§ Task to complete: In the reading passage on Noah's Ark, how many people were killed in the 2007 rampage at Virginia Tech?

§ Reading passage:

☆ ☆ ☆ ☆

The second thing that God does is that he begins to seek a new way. That will lead us to Abraham and the Chosen people. That will lead us to the Old Covenant and God’s promise to bless all the families of the Earth. That will lead us eventually to that blessing, born in a manger, grown to a man, crucified on a cross, and risen again on the third day. God will go the Jesus path: the path of redemption, not destruction.

This is what the story of Noah’s Ark is really about. It’s ancient writers and storytellers reminding us that God does not seek our destruction but our salvation. Never will he destroy us. Writers and storytellers that never even knew of Jesus and perhaps not even Abraham, but they knew God. They understand that above all else, God must be good and will therefore seek the path of peace, justice, and mercy for his people.

Besides, it’s not like we need any help destroying ourselves. You want to know what the Antediluvian world was like? The time before the flood? You’re living it. Right now, here in America. Turn on the news. See the utter depravity of humankind. Seventeen dead at a school in Florida. And our leaders will undoubtedly again cave to their corruption and cowardice and do ABSOLUTELY NOTHING to stop the next one. Doesn’t matter whether we’re talking gun control, mental healthcare expansion, or whatever. We do NOTHING and the blood keeps pouring out in our streets, in our homes, in our businesses, in our churches, and in our schools.

In the ancient world, the world of the Bible, societies that sacrificed their children to their gods were considered the most heinous of barbarians, little better than animals. And what does that make us, when money and guns matter more than the lives of our children?

This is who we are. This is America in the year 2018. The savages of the ancient world are not so much a relic of the past as we would like. We are the savages now. Hundreds of dead in schools and businesses and churches across the country bear silent yet deafening witness to that. Is truly who we want to be? Is this really how we wish history to remember this great nation? A land of brutes who slaughtered their own children.

Last week, I said the worst villain we face in life is ourselves. It’s our complacency and apathy in the face of these sorts of atrocities. We let these things happen by falling silent when we need most to speak.

In 1992, during “Senior Skip Day” at George Washington High School, a kid with a gun showed up and started shooting in an argument over beer. Two kids were dead when he was done. That was my high school, where I graduated a year earlier. But we were silent and it kept happening.

In 2007, at Virginia Tech, a student went on a rampage that killed 33. That was my college; the bulk of the murders took place in classrooms that I sat within when I was a student there. But we were silent and it kept happening. It’s still happening as the news this week grimly reminded us.

Don’t presume that this is some faraway problem. It happened at two of my own schools. So what happens when it’s Eastern or Red Lion or York City schools that plays host to a shooting like this? Are we going to stay silent or are we going to fight to see that it never happens here?

God put down his bow in the sky because he saw something in us worth saving. He began this long elaborate plan from Abraham to Jesus to the Church because he saw something in us worth saving. Can we do the same or at least try?

We are at war with ourselves and people are dying because of it. People are dying because our weapons are too available, our hatred too intense, and our blindness to one another’s value too overwhelming. Precious, beloved, unique, wondrous individuals dying because the people of otherwise “good character” will not speak up and say “This is wrong. It stops now.”

We need our own rainbow moment, when we pledge to bring an end to the killing. Because people are worth saving. The ancients wanted us to see that, so they told the story of Noah’s Ark, reminding us that God would not wage war upon us. It goes further than that. God himself died on a cross for us. That’s statement enough to our value. Can’t we see it? Can’t we see what we’re worth? Can’t we stand up and speak with one voice “Never again?” Our lives are too valuable. Too precious to throw them away like this. Amen.

☆ ☆ ☆ ☆

Natural-language object grounding data:
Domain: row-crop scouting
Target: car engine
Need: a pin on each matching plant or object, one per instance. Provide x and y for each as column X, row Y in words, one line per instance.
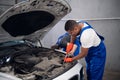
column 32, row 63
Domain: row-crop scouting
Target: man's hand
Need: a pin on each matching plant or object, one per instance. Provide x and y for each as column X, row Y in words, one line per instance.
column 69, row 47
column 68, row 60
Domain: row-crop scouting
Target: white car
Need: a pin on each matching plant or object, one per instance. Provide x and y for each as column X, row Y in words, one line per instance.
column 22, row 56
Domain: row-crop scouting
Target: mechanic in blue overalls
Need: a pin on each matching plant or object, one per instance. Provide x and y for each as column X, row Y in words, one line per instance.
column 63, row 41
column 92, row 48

☆ ☆ ☆ ☆

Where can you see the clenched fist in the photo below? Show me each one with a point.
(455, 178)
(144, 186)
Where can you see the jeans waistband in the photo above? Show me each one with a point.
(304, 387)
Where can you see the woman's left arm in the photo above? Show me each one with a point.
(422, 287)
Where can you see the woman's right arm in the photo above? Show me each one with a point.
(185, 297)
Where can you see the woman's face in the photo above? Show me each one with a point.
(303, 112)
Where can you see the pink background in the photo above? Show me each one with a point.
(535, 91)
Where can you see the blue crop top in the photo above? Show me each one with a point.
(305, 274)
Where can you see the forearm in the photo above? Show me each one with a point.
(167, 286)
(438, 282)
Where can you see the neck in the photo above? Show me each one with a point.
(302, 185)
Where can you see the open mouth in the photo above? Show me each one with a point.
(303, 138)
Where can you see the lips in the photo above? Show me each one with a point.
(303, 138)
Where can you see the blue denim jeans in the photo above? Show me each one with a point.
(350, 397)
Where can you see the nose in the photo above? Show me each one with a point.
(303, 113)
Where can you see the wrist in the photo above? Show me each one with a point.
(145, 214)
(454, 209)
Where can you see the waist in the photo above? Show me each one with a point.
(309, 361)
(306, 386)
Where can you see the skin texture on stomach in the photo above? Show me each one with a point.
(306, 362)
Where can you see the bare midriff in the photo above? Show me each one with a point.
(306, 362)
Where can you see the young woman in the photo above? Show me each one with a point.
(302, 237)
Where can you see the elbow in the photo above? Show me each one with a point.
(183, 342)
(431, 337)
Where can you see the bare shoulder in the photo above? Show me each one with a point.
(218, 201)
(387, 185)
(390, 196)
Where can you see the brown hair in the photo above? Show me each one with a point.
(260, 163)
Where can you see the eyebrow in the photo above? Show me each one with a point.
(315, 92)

☆ ☆ ☆ ☆

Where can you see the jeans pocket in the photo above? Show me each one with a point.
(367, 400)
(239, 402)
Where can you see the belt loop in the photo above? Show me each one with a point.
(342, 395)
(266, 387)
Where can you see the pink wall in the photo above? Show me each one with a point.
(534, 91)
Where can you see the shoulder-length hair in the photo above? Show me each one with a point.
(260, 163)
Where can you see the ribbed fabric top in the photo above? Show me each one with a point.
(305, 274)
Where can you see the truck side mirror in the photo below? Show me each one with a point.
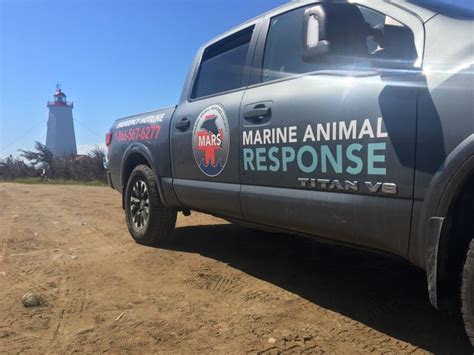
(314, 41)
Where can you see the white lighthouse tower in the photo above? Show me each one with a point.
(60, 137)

☆ ☆ ☆ ☆

§ Result of the task: 33